> _Exercise directions_: Find the line that contains "Target: pickup truck". Copy it and every line after it to the end of the material below, exactly, with no pictures.

_ _ _ _ _ _ _

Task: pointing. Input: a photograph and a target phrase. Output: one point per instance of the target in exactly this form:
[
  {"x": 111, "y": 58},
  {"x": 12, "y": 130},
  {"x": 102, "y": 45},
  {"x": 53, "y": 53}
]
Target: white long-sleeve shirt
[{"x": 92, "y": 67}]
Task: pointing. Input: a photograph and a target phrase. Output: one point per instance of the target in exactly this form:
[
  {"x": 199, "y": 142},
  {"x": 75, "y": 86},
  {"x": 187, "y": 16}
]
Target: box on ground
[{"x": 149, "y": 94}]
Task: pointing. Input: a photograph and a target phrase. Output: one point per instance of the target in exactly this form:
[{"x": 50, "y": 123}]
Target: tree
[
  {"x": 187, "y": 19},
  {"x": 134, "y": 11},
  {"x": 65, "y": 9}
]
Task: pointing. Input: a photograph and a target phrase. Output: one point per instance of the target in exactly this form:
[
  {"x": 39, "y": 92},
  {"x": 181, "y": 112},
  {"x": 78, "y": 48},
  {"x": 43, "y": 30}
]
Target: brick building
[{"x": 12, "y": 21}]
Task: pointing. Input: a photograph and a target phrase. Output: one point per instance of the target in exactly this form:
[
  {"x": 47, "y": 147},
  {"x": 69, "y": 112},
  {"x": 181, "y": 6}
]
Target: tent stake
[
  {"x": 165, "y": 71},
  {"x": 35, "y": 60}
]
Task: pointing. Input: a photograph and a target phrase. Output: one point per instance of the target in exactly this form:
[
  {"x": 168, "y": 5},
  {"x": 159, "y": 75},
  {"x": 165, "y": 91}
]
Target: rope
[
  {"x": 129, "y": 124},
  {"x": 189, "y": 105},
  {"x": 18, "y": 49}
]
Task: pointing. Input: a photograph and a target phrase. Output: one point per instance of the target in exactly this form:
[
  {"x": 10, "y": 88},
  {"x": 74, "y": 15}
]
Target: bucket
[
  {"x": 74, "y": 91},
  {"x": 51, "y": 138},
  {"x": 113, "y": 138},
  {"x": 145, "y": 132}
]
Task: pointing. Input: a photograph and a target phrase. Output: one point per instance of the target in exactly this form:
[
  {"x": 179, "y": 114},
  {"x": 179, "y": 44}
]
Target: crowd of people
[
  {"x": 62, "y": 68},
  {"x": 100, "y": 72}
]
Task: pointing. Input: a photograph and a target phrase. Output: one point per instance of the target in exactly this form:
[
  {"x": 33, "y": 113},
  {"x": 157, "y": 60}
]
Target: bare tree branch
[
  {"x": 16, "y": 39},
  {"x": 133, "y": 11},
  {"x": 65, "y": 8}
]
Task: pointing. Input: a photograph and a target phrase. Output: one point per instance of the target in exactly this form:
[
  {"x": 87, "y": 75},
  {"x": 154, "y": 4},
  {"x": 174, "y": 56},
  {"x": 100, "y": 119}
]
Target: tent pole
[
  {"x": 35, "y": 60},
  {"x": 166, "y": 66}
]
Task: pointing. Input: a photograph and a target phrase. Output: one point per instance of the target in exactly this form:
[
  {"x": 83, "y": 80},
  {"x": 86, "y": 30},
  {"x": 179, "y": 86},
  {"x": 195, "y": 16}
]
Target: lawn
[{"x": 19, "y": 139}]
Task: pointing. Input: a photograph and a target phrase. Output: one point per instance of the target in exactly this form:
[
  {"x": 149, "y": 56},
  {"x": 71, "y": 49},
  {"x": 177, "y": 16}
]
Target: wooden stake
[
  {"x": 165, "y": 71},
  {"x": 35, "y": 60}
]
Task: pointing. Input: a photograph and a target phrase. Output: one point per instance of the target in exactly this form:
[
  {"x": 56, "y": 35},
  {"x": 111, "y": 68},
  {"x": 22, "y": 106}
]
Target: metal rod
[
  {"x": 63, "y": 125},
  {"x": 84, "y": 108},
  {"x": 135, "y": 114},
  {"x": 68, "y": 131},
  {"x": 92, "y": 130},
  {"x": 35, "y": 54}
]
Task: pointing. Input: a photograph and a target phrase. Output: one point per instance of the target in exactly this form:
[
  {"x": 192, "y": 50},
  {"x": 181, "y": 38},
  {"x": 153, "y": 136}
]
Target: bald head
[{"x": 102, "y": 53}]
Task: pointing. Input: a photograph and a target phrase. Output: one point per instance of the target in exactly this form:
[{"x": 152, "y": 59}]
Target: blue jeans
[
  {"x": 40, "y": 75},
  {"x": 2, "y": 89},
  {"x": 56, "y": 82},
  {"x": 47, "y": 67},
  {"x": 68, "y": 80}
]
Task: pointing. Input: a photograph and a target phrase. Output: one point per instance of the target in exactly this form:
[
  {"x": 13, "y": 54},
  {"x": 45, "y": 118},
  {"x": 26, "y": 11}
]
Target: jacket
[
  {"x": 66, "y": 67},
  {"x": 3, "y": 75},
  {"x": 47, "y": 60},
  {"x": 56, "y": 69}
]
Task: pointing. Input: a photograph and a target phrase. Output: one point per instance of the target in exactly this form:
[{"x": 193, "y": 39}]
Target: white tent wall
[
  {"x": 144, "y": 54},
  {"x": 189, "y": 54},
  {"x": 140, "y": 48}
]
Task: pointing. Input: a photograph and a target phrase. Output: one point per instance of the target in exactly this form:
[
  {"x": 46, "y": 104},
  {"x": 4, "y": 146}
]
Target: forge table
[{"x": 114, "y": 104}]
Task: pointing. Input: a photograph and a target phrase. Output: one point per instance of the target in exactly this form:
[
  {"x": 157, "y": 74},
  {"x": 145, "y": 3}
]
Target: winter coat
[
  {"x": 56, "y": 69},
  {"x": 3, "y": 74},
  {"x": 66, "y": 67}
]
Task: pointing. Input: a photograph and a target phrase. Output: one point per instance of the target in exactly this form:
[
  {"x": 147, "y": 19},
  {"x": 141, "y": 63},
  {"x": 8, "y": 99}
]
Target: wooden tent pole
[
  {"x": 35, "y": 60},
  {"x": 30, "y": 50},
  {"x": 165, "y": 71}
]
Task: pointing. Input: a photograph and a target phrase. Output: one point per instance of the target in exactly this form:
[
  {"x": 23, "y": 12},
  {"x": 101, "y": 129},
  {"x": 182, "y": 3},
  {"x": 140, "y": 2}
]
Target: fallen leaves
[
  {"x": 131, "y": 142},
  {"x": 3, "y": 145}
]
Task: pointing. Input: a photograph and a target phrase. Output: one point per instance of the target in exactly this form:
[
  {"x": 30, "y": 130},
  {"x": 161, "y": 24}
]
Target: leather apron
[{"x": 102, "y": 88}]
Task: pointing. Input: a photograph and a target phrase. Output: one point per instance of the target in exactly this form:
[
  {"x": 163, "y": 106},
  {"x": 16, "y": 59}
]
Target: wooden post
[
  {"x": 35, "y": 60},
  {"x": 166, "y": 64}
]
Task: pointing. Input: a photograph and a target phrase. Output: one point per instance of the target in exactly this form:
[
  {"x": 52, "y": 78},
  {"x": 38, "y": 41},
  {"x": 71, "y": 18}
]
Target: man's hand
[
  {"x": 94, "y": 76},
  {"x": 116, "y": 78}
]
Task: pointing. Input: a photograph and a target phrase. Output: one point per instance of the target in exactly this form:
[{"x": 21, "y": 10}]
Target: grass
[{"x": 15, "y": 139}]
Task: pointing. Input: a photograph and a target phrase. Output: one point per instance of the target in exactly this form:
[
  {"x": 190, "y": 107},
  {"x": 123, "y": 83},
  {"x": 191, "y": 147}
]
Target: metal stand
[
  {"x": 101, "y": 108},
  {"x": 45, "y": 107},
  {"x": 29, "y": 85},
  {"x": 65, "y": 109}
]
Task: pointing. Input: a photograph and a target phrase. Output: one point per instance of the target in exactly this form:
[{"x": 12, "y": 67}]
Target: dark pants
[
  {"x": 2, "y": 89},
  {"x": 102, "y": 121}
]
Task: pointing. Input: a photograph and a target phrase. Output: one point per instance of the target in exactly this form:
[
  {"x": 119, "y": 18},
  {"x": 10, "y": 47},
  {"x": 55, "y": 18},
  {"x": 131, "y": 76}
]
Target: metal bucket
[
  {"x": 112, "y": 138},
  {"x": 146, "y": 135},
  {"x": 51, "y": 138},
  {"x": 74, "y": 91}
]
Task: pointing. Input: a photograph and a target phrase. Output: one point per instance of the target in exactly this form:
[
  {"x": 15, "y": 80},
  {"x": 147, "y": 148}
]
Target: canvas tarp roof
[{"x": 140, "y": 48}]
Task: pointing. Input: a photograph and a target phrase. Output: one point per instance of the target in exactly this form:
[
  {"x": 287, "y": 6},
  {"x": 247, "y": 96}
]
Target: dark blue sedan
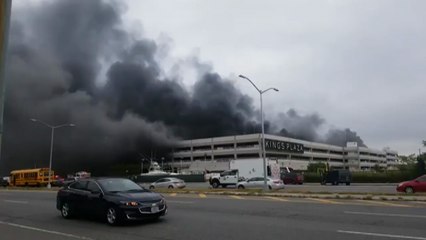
[{"x": 113, "y": 199}]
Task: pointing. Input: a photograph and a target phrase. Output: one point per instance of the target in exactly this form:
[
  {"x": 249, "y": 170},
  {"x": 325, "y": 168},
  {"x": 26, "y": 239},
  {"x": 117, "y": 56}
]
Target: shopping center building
[{"x": 289, "y": 152}]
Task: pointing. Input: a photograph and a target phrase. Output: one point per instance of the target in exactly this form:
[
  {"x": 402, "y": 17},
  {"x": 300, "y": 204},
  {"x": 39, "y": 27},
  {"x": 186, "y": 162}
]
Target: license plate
[{"x": 155, "y": 209}]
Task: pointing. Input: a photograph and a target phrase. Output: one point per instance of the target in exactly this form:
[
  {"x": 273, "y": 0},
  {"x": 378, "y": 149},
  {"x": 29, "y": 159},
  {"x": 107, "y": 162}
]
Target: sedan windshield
[{"x": 119, "y": 185}]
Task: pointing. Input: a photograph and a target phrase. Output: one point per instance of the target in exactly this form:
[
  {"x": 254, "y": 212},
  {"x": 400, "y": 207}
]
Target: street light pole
[
  {"x": 51, "y": 144},
  {"x": 261, "y": 92}
]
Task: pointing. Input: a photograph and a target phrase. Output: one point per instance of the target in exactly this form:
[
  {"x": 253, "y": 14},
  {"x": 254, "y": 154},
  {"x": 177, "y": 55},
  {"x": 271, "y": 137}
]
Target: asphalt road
[
  {"x": 32, "y": 215},
  {"x": 379, "y": 188}
]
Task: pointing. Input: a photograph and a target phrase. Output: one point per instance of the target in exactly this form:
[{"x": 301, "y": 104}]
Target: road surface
[{"x": 32, "y": 215}]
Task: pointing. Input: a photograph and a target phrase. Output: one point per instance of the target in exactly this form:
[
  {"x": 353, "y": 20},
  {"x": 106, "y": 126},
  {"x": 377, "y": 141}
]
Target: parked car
[
  {"x": 335, "y": 177},
  {"x": 4, "y": 181},
  {"x": 416, "y": 185},
  {"x": 113, "y": 199},
  {"x": 258, "y": 182},
  {"x": 168, "y": 183},
  {"x": 289, "y": 176}
]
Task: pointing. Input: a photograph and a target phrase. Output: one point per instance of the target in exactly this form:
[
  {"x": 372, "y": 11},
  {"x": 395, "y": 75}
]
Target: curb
[{"x": 343, "y": 196}]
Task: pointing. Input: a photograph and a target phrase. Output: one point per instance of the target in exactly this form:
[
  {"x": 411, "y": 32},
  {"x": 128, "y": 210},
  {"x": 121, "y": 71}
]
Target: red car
[{"x": 416, "y": 185}]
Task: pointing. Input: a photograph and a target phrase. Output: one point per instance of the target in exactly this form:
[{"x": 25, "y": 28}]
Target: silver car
[
  {"x": 257, "y": 182},
  {"x": 168, "y": 183}
]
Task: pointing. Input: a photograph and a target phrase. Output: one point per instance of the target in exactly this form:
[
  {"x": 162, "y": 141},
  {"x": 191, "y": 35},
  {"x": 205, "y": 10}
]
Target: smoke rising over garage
[{"x": 57, "y": 52}]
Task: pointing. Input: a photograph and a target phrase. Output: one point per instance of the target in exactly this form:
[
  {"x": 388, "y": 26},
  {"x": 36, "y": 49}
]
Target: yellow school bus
[{"x": 31, "y": 177}]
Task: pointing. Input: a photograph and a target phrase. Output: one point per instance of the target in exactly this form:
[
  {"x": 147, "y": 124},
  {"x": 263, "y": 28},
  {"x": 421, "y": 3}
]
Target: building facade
[{"x": 289, "y": 152}]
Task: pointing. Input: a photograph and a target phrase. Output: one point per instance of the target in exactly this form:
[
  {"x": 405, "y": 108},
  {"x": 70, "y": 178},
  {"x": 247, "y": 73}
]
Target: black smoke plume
[{"x": 71, "y": 61}]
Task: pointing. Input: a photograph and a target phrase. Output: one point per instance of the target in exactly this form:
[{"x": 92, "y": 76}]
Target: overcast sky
[{"x": 359, "y": 64}]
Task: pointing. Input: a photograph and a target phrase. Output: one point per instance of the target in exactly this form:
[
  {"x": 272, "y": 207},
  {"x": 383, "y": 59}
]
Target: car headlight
[{"x": 129, "y": 203}]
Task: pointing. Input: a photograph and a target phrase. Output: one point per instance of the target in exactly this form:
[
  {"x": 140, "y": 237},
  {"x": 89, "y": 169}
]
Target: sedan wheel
[
  {"x": 66, "y": 210},
  {"x": 409, "y": 190},
  {"x": 112, "y": 216}
]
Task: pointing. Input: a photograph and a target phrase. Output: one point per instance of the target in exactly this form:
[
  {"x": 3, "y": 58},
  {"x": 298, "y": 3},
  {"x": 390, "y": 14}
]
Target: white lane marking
[
  {"x": 386, "y": 214},
  {"x": 381, "y": 235},
  {"x": 236, "y": 197},
  {"x": 183, "y": 202},
  {"x": 16, "y": 201},
  {"x": 46, "y": 231}
]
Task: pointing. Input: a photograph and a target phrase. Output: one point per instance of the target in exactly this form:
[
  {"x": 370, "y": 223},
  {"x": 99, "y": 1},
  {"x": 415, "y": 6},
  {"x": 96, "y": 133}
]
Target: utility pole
[{"x": 5, "y": 9}]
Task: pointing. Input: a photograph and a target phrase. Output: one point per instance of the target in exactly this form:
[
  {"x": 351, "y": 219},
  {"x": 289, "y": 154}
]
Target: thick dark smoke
[{"x": 71, "y": 61}]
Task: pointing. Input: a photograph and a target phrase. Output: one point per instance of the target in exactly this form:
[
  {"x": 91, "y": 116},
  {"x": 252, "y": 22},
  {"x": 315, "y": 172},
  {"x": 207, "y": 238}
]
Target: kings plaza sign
[{"x": 280, "y": 146}]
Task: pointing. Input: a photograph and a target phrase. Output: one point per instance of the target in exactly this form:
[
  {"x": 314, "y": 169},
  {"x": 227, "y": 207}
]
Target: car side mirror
[{"x": 96, "y": 192}]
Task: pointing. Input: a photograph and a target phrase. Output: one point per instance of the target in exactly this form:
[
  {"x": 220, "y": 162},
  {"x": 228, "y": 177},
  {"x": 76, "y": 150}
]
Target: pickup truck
[
  {"x": 224, "y": 179},
  {"x": 289, "y": 176}
]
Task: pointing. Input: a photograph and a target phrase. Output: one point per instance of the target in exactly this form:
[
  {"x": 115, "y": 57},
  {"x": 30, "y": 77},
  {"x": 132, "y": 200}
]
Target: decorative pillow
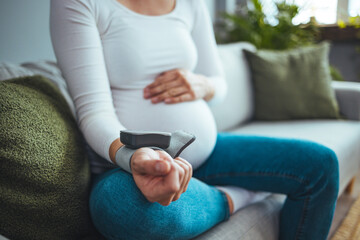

_ _ _ _ _ _ _

> _Answer to the exercise_:
Target: pickup truck
[
  {"x": 224, "y": 179},
  {"x": 289, "y": 176}
]
Task: pointing. Input: a photograph and a target phrase. Output: one point per instance of the target in exactly this form:
[
  {"x": 115, "y": 57},
  {"x": 30, "y": 77},
  {"x": 132, "y": 200}
]
Target: decorative pillow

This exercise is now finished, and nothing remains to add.